Text provided:
Published May 14, 2012
For sale: manufacturing and office facility with 411,618 square feet, state of the art electrical, air, and power distribution systems -- and a troubled past.
As part of its bankruptcy proceedings, Solyndra is reportedly very close to landing a buyer for its mammoth, high-tech production plant in Fremont, Calif. The listing agent recently gave Fox News a tour of what the new owners will get for their multi-million dollar investment.
Though partly covered up by sheets of paper to filter the sunlight, the glass windows of this very "green" building create an atmosphere of gleaming newness. Indeed, Solyndra built the facility from the ground up, spending $300 million for a project that was completed in October, 2010.
During a visit that year, President Obama heralded Solyndra as "proof that the promise of clean energy isn't just an article of faith."
For a time, assembly lines hummed as Solyndra launched its unique technology, producing cylindrical panels of CIGS thin-film solar cells. Work abruptly stopped last September when the company declared bankruptcy, 1,100 people found themselves out of a job, and FBI agents raided the compound. The federal investigation continues into how a start-up that had received a half-billion dollar federal loan guarantee could suddenly fail.

Data supplied:
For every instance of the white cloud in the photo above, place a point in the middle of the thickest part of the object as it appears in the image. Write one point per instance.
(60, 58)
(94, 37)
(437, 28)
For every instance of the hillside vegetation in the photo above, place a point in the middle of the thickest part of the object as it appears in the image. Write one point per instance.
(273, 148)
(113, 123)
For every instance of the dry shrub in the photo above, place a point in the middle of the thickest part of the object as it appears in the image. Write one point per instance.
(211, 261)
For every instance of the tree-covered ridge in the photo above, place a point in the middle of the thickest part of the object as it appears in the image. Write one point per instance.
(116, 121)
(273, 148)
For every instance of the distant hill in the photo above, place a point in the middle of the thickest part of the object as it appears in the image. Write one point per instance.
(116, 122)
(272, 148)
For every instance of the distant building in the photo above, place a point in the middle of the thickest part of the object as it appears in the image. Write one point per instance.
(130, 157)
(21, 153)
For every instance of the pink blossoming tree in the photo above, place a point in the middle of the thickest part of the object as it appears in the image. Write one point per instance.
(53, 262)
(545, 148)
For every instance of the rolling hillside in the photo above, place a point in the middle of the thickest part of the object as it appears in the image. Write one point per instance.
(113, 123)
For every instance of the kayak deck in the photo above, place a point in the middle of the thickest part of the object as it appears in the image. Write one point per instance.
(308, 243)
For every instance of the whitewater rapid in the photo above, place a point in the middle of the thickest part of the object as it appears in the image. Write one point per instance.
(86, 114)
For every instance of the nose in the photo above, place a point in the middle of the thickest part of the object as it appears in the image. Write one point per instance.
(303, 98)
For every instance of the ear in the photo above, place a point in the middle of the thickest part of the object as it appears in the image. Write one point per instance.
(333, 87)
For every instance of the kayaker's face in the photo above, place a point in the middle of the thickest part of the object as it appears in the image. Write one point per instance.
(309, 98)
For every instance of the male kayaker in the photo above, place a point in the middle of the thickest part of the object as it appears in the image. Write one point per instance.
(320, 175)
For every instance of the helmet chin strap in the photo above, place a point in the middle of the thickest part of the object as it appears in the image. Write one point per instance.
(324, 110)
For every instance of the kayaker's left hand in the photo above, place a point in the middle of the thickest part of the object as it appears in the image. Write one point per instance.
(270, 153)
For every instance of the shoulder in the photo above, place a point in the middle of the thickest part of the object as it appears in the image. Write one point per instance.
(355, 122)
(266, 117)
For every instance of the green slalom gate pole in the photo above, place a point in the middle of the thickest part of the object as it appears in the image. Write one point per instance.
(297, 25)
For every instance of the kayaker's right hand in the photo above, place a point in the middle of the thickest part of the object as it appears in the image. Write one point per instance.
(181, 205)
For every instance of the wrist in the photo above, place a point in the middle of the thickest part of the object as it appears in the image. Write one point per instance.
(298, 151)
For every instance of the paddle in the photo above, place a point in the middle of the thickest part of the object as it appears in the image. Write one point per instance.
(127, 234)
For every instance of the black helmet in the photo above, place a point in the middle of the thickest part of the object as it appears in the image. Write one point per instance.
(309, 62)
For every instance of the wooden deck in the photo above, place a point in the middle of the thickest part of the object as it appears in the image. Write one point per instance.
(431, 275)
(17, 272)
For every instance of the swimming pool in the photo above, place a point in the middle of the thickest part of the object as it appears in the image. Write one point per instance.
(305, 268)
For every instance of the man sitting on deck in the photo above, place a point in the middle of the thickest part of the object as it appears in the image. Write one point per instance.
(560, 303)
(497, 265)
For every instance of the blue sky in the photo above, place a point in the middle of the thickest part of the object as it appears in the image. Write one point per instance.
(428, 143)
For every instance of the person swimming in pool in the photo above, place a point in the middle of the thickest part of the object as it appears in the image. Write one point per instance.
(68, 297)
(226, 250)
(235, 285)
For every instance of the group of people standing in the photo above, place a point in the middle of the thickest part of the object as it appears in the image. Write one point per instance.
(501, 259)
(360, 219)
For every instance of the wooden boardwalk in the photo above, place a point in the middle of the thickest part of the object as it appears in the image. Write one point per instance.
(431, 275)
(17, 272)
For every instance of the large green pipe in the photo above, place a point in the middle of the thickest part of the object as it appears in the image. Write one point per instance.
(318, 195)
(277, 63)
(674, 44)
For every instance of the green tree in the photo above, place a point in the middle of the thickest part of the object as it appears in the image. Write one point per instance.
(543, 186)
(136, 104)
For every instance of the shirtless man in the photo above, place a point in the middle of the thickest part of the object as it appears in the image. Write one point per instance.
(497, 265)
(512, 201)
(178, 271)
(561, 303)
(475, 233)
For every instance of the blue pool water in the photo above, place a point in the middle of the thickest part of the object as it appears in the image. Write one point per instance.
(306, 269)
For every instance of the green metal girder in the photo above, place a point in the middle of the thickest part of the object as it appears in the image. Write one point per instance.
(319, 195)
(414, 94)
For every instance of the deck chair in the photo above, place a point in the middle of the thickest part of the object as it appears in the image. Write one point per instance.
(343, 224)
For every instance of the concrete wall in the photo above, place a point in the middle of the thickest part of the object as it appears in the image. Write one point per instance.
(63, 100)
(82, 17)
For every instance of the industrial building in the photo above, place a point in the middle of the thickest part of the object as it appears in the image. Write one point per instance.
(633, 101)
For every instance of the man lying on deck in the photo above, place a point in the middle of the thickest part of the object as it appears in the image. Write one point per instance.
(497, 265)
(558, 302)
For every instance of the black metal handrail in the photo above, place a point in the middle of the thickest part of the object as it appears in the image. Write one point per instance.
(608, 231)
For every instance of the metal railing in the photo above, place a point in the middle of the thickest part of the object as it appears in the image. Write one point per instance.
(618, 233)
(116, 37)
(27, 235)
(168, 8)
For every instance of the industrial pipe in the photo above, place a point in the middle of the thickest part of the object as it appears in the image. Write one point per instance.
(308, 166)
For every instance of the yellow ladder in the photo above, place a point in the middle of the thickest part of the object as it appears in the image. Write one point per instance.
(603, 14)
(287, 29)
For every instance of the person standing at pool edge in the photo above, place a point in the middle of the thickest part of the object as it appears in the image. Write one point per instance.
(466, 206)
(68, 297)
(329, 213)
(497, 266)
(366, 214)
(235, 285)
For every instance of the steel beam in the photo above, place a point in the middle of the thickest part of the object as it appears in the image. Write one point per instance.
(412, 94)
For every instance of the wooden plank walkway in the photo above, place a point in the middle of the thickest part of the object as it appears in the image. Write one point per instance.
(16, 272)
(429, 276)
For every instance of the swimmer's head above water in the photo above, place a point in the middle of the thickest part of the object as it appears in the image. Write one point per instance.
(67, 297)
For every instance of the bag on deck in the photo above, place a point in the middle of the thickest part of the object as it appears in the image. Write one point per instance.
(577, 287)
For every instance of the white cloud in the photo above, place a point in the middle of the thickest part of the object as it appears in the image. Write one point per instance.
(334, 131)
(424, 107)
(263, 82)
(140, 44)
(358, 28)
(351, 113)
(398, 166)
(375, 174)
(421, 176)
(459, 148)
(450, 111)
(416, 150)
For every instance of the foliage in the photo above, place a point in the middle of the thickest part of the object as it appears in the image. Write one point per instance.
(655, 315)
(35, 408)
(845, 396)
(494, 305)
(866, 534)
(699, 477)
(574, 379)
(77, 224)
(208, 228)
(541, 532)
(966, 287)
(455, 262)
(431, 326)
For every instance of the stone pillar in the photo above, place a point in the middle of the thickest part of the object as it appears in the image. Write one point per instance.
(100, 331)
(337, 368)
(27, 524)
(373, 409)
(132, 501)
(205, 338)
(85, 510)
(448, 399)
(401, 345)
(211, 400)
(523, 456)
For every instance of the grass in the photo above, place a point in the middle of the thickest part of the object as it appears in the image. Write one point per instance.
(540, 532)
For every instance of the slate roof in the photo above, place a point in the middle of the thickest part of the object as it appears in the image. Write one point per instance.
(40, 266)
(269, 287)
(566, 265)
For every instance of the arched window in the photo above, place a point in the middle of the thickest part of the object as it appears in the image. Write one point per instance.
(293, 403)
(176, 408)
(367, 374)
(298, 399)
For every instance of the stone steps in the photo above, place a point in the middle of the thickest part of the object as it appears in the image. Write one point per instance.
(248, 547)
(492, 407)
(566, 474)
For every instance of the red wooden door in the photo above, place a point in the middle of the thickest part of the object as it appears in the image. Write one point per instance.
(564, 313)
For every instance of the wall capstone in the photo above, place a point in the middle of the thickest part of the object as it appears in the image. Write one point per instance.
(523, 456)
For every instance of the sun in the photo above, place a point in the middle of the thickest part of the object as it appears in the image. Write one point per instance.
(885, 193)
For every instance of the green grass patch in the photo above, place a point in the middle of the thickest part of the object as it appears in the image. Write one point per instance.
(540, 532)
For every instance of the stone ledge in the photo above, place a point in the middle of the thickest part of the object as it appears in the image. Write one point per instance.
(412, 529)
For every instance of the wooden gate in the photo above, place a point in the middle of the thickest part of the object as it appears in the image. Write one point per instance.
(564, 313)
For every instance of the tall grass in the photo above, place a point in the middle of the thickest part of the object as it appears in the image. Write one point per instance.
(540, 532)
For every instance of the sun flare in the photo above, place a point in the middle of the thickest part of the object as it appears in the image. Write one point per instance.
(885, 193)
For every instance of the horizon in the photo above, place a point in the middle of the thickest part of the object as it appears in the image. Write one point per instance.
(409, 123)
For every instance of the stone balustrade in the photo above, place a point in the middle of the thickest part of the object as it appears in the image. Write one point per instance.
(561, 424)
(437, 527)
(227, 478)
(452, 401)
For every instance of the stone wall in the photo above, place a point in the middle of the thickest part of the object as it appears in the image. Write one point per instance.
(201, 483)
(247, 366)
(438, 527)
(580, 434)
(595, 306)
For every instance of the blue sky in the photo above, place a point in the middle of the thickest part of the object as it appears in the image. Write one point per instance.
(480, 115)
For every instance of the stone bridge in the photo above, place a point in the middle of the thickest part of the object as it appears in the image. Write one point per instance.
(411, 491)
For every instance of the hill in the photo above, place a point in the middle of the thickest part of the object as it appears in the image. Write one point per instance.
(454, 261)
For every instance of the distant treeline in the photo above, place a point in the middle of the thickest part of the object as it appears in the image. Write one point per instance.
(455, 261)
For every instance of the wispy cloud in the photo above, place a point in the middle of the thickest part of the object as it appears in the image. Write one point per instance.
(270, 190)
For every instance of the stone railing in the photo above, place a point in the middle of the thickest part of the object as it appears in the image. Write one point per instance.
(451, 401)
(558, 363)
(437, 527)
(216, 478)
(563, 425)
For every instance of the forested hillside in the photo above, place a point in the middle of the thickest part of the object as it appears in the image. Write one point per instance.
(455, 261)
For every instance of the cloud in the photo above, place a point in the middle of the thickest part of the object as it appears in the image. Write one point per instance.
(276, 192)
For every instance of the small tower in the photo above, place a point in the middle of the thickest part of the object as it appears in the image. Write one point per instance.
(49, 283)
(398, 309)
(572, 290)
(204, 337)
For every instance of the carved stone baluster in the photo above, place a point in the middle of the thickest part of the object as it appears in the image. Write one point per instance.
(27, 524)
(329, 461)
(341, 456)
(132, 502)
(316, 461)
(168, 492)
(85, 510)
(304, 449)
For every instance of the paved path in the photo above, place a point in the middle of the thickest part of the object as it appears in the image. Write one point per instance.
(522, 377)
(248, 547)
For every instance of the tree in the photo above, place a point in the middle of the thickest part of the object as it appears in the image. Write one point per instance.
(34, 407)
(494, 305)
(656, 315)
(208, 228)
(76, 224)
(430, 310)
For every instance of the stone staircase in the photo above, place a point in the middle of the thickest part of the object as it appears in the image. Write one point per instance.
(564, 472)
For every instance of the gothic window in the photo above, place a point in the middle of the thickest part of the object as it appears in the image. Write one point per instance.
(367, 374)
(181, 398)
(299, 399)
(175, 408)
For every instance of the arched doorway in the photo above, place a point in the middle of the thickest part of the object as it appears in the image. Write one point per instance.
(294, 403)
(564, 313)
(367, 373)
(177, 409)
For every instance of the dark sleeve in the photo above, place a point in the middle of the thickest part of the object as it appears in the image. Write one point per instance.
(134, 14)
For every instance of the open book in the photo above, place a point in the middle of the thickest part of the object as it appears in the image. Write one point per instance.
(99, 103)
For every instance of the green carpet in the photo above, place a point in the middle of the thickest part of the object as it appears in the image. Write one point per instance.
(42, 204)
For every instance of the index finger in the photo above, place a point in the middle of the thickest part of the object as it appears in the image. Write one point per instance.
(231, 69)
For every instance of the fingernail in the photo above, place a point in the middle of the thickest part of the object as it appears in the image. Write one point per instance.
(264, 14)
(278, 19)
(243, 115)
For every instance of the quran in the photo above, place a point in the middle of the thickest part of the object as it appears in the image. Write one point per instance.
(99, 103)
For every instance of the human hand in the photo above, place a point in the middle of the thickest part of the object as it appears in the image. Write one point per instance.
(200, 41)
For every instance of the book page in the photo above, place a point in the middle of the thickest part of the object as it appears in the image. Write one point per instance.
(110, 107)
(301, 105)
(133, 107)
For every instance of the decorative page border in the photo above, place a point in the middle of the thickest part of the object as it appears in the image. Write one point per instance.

To do:
a) According to the article about Solyndra's Fremont plant, why were the building's glass windows partly covered with sheets of paper?
b) Carry on the article about Solyndra's Fremont plant, starting after its last sentence.
The material is separate from the article about Solyndra's Fremont plant.

Responses to the exercise:
a) The windows were partly covered with sheets of paper to filter the sunlight.

b)
Now the once-bustling offices, conference rooms, and cubicles are eerily quiet as the facility is "decommissioned," according to Greg Matter with Jones Lang LaSalle realty. One wonders about the conversations held, and emails written, in the corner office formerly occupied by CEO Brian Harrison.
Today, the only activity is in the massive production area, which, at 280,000 square feet, could easily contain several football fields. Robotic machines and other equipment sit idle, waiting to be sold at auction next month. A skeleton crew remains on site to maintain the electrical, air, and plumbing systems, and ensure the back-up generators are in working order.
On the roof, Solyndra's distinct solar array is also part of the deal.
Matter says there has been global interest in the property by numerous high-tech manufacturers, primarily from Europe and Asia. The asking price has not been listed, but Matter says there is no other manufacturing property like it for sale in the U.S. He adds any buyer "will get a good deal," and could start production right away.
The sun is setting fast on Solyndra: Matter says he expects to have a deal in place by the end of the year.